What you have to do: Pull out every line from the listing that has the word "positive".

Records provided:
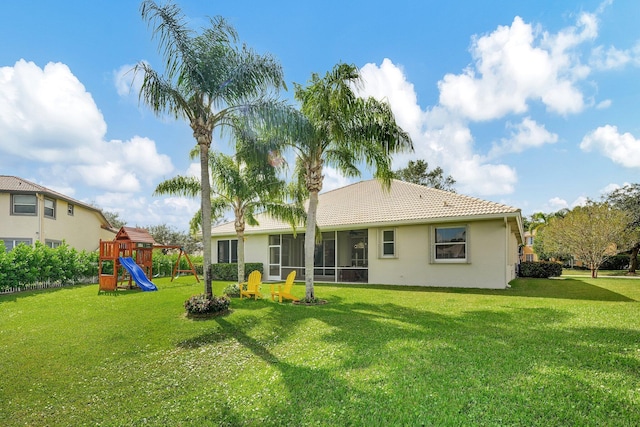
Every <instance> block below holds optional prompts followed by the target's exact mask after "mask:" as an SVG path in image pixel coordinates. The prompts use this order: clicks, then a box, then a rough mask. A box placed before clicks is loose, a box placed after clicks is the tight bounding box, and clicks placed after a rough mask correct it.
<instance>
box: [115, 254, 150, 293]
mask: <svg viewBox="0 0 640 427" xmlns="http://www.w3.org/2000/svg"><path fill="white" fill-rule="evenodd" d="M120 264H122V266H123V267H124V268H126V269H127V271H128V272H129V274H130V275H131V277H133V280H134V281H135V282H136V285H138V286H139V287H140V289H142V290H143V291H157V290H158V288H157V287H156V285H154V284H153V283H152V282H151V281H150V280H149V279H148V278H147V275H146V274H144V271H142V269H141V268H140V266H139V265H138V264H136V262H135V261H134V260H133V258H123V257H120Z"/></svg>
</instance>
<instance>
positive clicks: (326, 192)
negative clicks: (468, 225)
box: [211, 179, 522, 238]
mask: <svg viewBox="0 0 640 427" xmlns="http://www.w3.org/2000/svg"><path fill="white" fill-rule="evenodd" d="M503 217H506V218H509V220H510V221H511V222H513V223H514V224H515V225H516V229H518V230H522V228H521V217H520V209H517V208H514V207H512V206H508V205H504V204H501V203H495V202H490V201H486V200H482V199H478V198H475V197H470V196H465V195H462V194H458V193H453V192H450V191H444V190H437V189H435V188H430V187H425V186H423V185H418V184H412V183H408V182H404V181H399V180H393V181H392V183H391V187H390V188H389V189H388V190H387V189H385V188H384V187H383V186H382V185H381V184H380V182H379V181H378V180H375V179H372V180H368V181H361V182H358V183H355V184H351V185H347V186H345V187H341V188H338V189H335V190H332V191H327V192H326V193H321V194H320V195H319V203H318V215H317V224H318V227H319V228H320V229H321V230H338V229H348V228H354V227H367V226H392V225H402V224H416V223H432V222H451V221H467V220H480V219H490V218H503ZM256 219H257V220H258V222H259V223H260V225H259V226H249V225H247V227H246V230H245V234H262V233H268V232H285V233H286V232H287V231H291V226H290V225H289V224H287V223H284V222H282V221H279V220H276V219H274V218H272V217H270V216H269V215H267V214H260V215H258V216H257V217H256ZM298 231H303V227H302V226H301V227H299V228H298ZM211 234H212V235H213V236H220V235H235V228H234V224H233V221H231V222H227V223H224V224H220V225H218V226H215V227H213V228H212V230H211ZM520 234H521V232H520ZM520 238H521V236H520Z"/></svg>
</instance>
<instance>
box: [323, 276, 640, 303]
mask: <svg viewBox="0 0 640 427" xmlns="http://www.w3.org/2000/svg"><path fill="white" fill-rule="evenodd" d="M323 286H327V287H336V288H352V289H362V290H363V291H366V290H367V289H379V290H387V291H396V292H424V293H451V294H473V295H496V296H505V297H531V298H555V299H572V300H585V301H615V302H635V301H636V300H634V299H632V298H629V297H627V296H625V295H622V294H619V293H617V292H613V291H611V290H609V289H606V288H603V287H600V286H596V285H593V284H590V283H587V282H585V281H583V280H581V279H579V278H571V279H522V280H518V281H515V282H513V285H512V287H511V288H509V289H481V288H438V287H424V286H392V285H352V284H331V285H329V284H325V285H319V287H320V288H322V287H323Z"/></svg>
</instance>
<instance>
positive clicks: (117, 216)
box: [102, 211, 127, 230]
mask: <svg viewBox="0 0 640 427" xmlns="http://www.w3.org/2000/svg"><path fill="white" fill-rule="evenodd" d="M102 214H103V215H104V217H105V218H106V219H107V221H109V224H111V226H112V227H113V228H115V229H117V230H119V229H121V228H122V227H124V226H125V225H127V221H125V220H124V219H122V218H120V214H119V213H118V212H109V211H102Z"/></svg>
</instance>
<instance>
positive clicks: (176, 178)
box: [155, 150, 304, 283]
mask: <svg viewBox="0 0 640 427" xmlns="http://www.w3.org/2000/svg"><path fill="white" fill-rule="evenodd" d="M244 151H245V152H246V150H244ZM256 151H257V150H256ZM264 160H265V161H264V162H252V163H247V162H244V161H242V160H241V159H240V158H239V157H238V156H236V157H235V158H234V157H231V156H228V155H226V154H223V153H214V152H210V153H209V167H210V168H211V172H212V176H213V182H212V188H211V192H212V195H213V199H212V200H211V206H212V212H213V213H214V214H215V215H222V214H223V212H224V211H226V210H229V209H230V210H232V211H233V215H234V226H235V230H236V234H237V236H238V282H239V283H240V282H242V281H244V277H245V258H244V240H245V237H244V232H245V227H246V225H247V224H249V225H259V224H258V221H257V219H256V217H255V215H256V214H257V213H260V212H266V213H267V214H269V215H271V216H272V217H274V218H278V219H281V220H283V221H286V222H288V223H290V224H291V227H292V228H293V230H294V232H295V227H296V225H298V224H299V223H300V221H301V220H303V219H304V210H303V209H302V207H300V206H297V205H295V204H289V203H285V201H284V200H285V198H286V184H285V182H284V181H283V180H281V179H280V178H278V176H277V169H276V168H275V167H272V166H271V165H270V164H269V163H267V162H266V158H265V159H264ZM200 191H201V186H200V182H199V181H198V180H197V179H195V178H193V177H185V176H177V177H174V178H171V179H168V180H166V181H163V182H161V183H160V184H158V186H157V188H156V191H155V193H156V194H175V195H183V196H190V197H195V196H197V195H198V194H199V193H200ZM196 215H198V214H196Z"/></svg>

Response area:
positive clicks: (326, 192)
positive clicks: (117, 216)
positive clicks: (176, 178)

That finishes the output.